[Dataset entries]
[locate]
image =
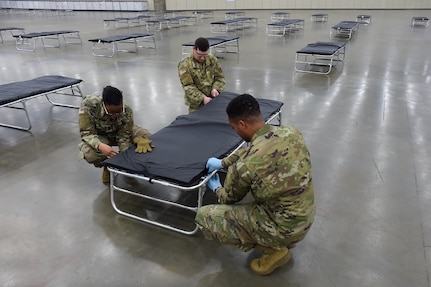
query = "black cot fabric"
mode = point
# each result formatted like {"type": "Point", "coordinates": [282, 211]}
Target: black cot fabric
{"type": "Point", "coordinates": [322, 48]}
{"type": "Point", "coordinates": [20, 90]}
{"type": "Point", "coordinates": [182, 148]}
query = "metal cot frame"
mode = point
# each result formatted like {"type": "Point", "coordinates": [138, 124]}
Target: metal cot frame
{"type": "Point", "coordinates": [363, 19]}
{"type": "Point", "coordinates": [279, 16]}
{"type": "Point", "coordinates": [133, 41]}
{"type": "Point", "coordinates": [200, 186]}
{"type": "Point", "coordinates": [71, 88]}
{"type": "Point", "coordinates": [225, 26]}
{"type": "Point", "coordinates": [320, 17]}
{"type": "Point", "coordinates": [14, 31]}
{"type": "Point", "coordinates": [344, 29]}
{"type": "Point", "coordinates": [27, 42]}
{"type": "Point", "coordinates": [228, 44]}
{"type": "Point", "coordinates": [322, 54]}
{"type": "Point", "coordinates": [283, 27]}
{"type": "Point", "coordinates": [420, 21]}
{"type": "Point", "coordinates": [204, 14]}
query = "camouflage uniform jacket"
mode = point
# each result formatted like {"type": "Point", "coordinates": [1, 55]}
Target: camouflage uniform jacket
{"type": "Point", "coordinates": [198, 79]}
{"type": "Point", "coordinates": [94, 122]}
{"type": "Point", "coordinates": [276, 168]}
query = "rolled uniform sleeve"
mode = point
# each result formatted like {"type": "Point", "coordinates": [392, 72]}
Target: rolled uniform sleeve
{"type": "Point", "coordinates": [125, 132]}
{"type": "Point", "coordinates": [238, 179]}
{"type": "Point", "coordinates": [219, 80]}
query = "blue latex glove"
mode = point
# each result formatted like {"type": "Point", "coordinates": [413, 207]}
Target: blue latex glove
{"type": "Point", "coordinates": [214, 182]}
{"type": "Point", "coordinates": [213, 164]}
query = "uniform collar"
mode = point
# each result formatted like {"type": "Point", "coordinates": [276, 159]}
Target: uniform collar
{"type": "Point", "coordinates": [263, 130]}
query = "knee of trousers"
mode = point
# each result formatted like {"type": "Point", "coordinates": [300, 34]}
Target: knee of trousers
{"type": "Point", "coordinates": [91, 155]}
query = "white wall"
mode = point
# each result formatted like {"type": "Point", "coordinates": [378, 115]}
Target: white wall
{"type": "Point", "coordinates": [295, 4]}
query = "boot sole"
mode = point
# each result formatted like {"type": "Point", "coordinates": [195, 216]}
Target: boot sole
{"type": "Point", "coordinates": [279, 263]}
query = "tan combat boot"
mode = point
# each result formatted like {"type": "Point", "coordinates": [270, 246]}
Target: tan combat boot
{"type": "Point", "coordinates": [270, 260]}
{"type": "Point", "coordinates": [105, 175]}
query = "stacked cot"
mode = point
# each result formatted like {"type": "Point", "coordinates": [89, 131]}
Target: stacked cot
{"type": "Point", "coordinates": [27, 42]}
---
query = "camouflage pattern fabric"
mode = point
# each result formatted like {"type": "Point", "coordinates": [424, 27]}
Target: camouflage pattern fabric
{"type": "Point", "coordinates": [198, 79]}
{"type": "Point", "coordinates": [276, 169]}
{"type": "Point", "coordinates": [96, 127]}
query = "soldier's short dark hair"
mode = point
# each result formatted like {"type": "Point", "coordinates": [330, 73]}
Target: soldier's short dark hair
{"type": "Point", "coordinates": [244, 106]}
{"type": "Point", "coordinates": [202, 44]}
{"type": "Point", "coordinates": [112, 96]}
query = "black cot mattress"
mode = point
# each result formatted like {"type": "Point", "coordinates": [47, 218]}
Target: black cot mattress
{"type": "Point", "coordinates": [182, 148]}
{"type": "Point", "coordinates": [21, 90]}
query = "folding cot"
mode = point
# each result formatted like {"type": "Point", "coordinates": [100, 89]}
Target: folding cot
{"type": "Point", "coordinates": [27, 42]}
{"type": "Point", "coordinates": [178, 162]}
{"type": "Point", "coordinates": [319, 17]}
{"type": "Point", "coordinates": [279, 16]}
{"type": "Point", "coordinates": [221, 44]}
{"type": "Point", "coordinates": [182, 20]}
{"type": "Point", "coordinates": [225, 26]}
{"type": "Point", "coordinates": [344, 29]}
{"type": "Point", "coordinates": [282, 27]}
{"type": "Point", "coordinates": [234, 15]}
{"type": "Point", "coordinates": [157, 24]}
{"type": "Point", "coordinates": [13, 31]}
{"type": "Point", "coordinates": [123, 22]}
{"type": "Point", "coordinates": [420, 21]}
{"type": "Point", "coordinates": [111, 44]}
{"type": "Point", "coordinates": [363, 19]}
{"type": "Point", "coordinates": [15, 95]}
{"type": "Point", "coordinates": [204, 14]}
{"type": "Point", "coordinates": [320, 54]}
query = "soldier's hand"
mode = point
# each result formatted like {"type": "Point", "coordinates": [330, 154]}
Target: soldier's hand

• [Task to carry out] Lines holding the word "hand" are the answer; copy each one from the records above.

• [Finished task]
query = "soldier's hand"
Target: soldier's hand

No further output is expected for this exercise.